Text ▸
"""
Support Questions
Find answers, ask questions, and share your expertise
Announcements
Alert: Welcome to the Unified Cloudera Community. Former HCC members be sure to read and learn how to activate your account here.

Which CDH release will include Spark 1.4.x?

Solved Go to solution

Which CDH release will include Spark 1.4.x?

Rising Star

Does anyone which CDH release will include/support Spark 1.4?

If so, any timetable?

 

1 ACCEPTED SOLUTION

Accepted Solutions

Re: Which CDH release will include Spark 1.4.x?

Master Collaborator

If it were me, I'd download the source for 1.4.0 and build for the exact CDH artifacts to be safest. See http://spark.apache.org/docs/latest/hadoop-third-party-distributions.html  Then just try running the local copy of bin/spark-shell etc from that distribution. You need to use YARN masters. I won't 100% guarantee that works but see no reason it wouldn't. The build flags are probably like -Phadoop-2.6 -Dhadoop.version=2.6.0-cdh5.4.3 -Pyarn

6 REPLIES 6

Re: Which CDH release will include Spark 1.4.x?

Master Collaborator

Presumably CDH 5.5, since a new minor release is needed to update a minor release of a component in general. There aren't timeframes for this, but you can see CDH is typically on a 4-6 month minor release cycle and 5.4 was out 2 months ago.

Re: Which CDH release will include Spark 1.4.x?

Master Collaborator

PS I should say too that you should be able to use 1.4 with CDH 5.4 and have it generally work; this requires a little bit of understanding of how to get a build on a machine and run from that build, but otherwise it's a YARN app and modulo some dependency issues at the edge maybe, should just work.

Re: Which CDH release will include Spark 1.4.x?
"""
Tasks ▸
a. Answer these questions from the Spark 1.4 thread:
(i) Which CDH release does a reply presume will include Spark 1.4?
(ii) What kind of masters does the accepted solution say you need to use?
(iii) How long is the typical CDH minor release cycle?
b. Extend the Spark 1.4 thread, starting from the point where it stops.

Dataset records
"""
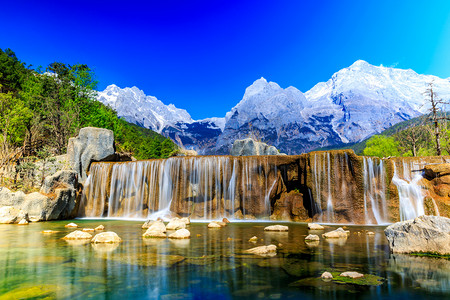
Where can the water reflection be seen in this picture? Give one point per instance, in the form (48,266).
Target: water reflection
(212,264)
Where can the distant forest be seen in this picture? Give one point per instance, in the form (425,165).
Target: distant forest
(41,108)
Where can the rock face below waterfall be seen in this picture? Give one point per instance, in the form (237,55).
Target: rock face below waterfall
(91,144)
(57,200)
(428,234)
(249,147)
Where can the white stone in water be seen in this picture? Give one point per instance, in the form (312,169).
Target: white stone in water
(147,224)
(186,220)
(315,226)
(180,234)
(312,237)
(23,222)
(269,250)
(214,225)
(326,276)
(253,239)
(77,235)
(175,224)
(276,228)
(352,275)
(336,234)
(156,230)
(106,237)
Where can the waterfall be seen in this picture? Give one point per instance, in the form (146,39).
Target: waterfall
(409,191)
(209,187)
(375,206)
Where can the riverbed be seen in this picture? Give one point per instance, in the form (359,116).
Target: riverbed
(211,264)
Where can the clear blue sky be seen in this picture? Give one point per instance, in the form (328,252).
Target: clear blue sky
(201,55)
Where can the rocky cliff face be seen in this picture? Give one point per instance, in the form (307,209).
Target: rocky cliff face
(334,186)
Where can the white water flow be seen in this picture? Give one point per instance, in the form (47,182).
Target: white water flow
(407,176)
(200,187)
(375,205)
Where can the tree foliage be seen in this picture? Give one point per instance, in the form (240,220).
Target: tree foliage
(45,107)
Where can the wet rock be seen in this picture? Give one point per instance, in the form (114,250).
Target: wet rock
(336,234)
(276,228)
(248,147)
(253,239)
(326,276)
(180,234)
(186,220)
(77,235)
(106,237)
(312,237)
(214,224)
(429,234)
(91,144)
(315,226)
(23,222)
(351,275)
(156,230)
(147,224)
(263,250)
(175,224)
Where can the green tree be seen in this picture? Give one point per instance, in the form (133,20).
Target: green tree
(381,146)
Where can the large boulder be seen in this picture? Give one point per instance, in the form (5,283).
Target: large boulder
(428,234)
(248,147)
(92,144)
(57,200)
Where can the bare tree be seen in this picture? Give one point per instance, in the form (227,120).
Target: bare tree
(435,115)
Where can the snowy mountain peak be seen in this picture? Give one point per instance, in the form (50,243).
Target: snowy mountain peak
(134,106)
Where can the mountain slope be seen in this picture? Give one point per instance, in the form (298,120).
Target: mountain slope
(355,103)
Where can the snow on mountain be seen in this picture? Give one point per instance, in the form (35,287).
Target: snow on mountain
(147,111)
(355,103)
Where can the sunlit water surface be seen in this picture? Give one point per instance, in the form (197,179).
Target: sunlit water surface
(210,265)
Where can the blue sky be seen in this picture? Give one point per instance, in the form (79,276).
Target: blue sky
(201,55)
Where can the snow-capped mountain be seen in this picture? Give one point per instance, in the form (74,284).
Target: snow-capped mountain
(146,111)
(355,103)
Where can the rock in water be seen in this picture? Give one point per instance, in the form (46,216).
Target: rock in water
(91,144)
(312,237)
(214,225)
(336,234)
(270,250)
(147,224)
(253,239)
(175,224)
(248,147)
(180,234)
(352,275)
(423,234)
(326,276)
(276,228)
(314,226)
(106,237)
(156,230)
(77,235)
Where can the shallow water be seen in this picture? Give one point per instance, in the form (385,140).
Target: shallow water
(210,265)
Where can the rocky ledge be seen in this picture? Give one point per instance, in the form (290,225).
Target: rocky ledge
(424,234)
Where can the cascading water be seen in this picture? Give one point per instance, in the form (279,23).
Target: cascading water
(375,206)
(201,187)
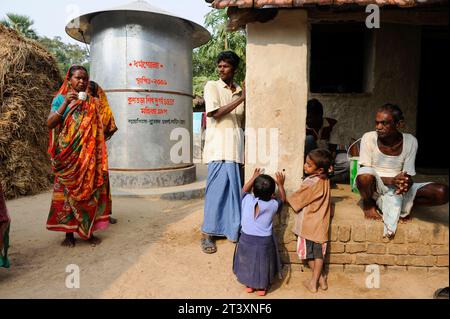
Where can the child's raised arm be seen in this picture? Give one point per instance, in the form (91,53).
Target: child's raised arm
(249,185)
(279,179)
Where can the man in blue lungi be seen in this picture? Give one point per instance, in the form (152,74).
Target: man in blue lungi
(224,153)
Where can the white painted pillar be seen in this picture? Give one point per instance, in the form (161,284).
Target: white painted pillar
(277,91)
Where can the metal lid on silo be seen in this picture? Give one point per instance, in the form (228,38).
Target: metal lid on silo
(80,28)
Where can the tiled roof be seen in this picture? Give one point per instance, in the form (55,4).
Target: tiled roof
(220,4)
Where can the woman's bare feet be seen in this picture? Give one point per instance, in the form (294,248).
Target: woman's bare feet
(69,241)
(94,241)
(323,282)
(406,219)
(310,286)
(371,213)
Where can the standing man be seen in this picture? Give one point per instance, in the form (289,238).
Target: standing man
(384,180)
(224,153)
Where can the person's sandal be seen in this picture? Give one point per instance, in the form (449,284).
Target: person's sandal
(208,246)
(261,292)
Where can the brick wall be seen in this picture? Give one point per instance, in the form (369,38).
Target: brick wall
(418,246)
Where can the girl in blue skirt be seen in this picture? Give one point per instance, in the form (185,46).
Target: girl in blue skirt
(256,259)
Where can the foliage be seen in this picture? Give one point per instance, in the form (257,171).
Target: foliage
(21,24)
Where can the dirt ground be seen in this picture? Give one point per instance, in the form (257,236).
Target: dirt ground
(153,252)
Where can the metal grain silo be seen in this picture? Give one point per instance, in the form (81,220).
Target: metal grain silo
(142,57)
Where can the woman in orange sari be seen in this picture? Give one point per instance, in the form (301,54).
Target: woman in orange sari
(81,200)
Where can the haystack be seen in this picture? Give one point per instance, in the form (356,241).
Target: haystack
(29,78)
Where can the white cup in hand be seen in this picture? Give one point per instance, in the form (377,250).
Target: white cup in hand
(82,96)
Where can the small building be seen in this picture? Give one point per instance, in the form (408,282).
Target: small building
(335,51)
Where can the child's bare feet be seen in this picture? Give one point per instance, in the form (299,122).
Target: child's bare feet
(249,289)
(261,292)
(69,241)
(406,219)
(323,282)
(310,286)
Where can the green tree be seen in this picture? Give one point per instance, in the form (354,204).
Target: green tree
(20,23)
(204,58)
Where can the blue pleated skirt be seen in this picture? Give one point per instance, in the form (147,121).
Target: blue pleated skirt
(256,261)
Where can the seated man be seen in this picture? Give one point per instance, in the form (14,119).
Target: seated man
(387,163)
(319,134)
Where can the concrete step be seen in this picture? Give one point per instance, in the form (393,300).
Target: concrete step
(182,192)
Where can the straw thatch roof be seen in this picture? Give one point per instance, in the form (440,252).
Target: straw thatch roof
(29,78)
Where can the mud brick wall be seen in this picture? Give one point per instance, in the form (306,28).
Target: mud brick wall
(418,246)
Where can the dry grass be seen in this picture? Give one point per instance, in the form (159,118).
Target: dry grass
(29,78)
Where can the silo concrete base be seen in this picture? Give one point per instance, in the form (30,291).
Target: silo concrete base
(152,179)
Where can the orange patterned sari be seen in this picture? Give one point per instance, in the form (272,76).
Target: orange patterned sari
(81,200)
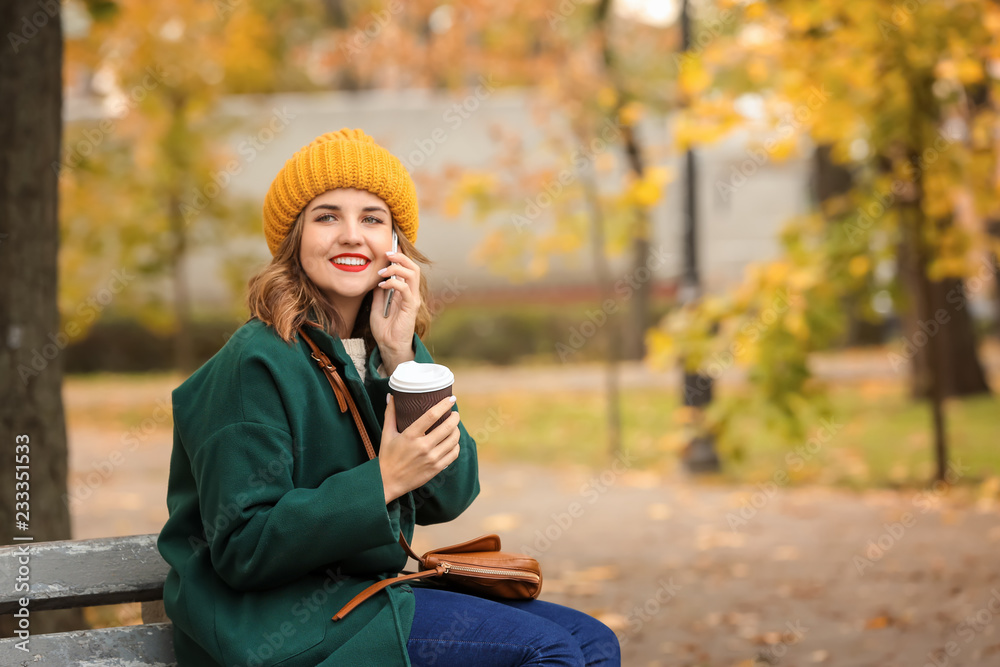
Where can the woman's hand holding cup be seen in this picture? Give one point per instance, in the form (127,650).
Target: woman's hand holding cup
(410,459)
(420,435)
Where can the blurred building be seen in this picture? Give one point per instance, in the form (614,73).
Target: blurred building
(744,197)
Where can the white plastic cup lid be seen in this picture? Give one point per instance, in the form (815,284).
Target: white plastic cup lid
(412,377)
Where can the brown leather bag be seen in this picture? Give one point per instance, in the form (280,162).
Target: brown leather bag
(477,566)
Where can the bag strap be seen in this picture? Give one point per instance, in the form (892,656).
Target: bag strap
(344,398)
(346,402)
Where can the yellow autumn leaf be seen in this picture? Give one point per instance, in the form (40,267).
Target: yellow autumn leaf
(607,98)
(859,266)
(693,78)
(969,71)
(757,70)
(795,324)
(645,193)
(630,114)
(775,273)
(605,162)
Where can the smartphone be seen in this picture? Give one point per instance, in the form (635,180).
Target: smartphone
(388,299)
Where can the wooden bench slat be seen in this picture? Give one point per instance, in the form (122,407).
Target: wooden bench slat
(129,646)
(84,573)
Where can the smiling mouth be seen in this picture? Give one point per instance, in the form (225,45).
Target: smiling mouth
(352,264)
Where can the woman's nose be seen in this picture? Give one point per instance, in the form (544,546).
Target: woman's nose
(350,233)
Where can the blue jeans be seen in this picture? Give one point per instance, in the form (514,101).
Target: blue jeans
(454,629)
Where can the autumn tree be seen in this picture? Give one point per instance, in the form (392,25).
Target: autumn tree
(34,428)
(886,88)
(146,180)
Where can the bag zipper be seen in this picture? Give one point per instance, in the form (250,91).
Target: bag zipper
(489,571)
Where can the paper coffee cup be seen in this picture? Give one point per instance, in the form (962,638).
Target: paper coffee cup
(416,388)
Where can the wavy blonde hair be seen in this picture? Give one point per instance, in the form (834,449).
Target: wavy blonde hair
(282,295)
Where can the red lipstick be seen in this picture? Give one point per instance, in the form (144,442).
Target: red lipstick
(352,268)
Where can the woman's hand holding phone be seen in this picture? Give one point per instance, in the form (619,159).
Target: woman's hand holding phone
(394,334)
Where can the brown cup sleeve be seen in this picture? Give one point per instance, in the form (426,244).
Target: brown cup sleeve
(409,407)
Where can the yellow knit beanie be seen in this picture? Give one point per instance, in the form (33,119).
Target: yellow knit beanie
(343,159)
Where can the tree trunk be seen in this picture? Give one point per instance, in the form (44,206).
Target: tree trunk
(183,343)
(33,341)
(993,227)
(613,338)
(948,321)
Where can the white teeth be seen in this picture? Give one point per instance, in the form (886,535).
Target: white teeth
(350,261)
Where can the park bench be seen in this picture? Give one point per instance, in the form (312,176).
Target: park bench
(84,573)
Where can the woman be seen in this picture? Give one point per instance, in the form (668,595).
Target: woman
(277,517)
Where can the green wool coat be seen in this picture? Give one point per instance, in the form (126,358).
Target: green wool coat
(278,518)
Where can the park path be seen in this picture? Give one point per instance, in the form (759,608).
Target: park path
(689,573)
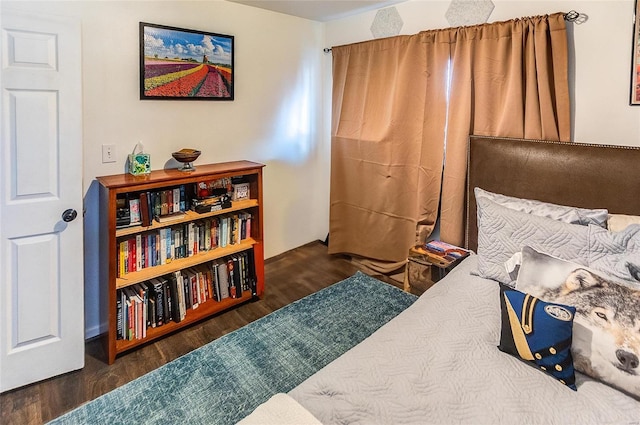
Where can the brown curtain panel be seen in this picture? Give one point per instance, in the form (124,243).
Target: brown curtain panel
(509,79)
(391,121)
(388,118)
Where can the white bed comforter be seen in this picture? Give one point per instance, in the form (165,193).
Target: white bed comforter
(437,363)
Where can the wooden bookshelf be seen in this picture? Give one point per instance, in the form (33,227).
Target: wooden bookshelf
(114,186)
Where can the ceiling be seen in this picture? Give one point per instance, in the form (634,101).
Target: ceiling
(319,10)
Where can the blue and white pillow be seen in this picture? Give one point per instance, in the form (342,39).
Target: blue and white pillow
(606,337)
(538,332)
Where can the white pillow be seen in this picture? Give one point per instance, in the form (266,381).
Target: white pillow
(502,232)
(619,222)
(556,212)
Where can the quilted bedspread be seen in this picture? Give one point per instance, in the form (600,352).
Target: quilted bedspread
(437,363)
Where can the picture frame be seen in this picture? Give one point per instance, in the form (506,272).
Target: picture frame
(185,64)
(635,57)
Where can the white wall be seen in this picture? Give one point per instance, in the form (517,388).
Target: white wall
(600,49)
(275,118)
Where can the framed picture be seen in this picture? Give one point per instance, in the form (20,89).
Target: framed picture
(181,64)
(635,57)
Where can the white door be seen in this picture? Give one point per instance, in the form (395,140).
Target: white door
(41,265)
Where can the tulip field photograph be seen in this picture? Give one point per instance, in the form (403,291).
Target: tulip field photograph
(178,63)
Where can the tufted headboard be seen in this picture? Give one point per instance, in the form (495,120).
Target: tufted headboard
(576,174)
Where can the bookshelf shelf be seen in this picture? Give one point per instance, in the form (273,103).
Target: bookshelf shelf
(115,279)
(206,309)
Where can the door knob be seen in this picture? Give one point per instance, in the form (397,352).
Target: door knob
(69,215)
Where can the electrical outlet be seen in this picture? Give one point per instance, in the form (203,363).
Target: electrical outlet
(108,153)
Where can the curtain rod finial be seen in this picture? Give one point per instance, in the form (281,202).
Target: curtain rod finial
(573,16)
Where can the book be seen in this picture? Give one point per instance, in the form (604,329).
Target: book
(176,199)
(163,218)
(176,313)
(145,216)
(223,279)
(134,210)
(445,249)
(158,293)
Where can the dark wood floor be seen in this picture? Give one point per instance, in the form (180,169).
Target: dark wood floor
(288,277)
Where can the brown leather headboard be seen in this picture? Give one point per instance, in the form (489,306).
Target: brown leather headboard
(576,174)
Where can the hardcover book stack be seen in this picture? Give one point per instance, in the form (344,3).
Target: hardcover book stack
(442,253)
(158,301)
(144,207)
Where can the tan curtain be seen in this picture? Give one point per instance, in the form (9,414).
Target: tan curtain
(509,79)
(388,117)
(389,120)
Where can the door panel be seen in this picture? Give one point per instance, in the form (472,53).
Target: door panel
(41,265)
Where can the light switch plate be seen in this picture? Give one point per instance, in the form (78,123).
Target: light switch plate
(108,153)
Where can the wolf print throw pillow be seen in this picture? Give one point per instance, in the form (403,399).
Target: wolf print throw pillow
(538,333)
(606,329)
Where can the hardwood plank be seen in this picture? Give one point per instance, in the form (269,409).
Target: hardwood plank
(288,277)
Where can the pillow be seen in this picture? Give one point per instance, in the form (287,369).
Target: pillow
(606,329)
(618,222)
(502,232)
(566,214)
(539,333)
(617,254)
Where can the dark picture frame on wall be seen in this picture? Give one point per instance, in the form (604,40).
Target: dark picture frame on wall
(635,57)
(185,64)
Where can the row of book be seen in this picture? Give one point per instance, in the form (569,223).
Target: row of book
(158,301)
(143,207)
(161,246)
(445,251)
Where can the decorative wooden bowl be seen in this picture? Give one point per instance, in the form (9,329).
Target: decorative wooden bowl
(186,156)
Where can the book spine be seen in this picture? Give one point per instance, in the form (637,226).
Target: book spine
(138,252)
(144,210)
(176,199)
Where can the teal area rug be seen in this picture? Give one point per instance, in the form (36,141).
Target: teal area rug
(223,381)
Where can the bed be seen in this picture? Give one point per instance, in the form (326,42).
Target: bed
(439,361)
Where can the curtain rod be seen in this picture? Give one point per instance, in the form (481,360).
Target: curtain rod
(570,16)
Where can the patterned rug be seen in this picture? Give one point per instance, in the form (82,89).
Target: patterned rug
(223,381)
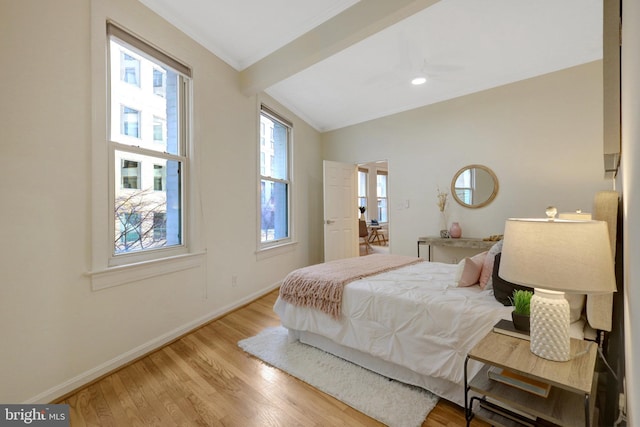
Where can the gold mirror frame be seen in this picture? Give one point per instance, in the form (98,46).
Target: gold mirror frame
"""
Answer list ▸
a.
(i) CDH 5.5
(ii) YARN masters
(iii) 4 to 6 months

b.
Rising Star

That's even better!

I could give a try, at least for my Lab environment.

Could you please provide some info, links, docs, blogs how this could be done?

 

Re: Which CDH release will include Spark 1.4.x?

Master Collaborator

If it were me, I'd download the source for 1.4.0 and build for the exact CDH artifacts to be safest. See http://spark.apache.org/docs/latest/hadoop-third-party-distributions.html  Then just try running the local copy of bin/spark-shell etc from that distribution. You need to use YARN masters. I won't 100% guarantee that works but see no reason it wouldn't. The build flags are probably like -Phadoop-2.6 -Dhadoop.version=2.6.0-cdh5.4.3 -Pyarn

Highlighted

Re: Which CDH release will include Spark 1.4.x?

New Contributor

I had tried this but seemed to have some trouble in using things like pyspark, etc. - is there a gist or something somewhere with exact steps for CDH?

I will try again and post what I did.

Re: Which CDH release will include Spark 1.4.x?

Rising Star

Greta, thank you for your quick response!

Hoping to have CDH 5.5 released sooner than 4-5 months :-)